* [What is expected]
Extract every line of the rows below that contains the string "Place", treating uppercase and lowercase letters as distinct.

** START OF Records for this exercise **

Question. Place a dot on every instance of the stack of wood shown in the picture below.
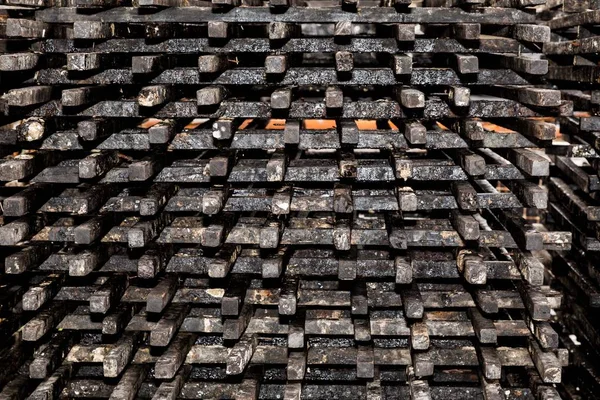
(298, 199)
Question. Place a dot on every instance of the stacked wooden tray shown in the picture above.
(298, 200)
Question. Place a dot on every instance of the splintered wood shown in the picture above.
(289, 199)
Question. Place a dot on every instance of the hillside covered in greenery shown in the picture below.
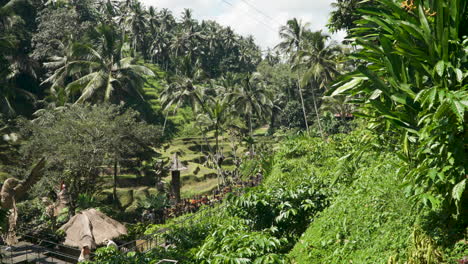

** END OF Records for this exercise **

* [The solution]
Question. Place a dot on every instance of the stack of wood shown in the picture below.
Question. Place a dot on every instance of the stacked wooden tray shown in the picture above.
Question. Place a dot on every instance of the splintered wood shown in the picture above.
Question. Place a dot on every instance of the hillside covered in greenery shown in the picture below.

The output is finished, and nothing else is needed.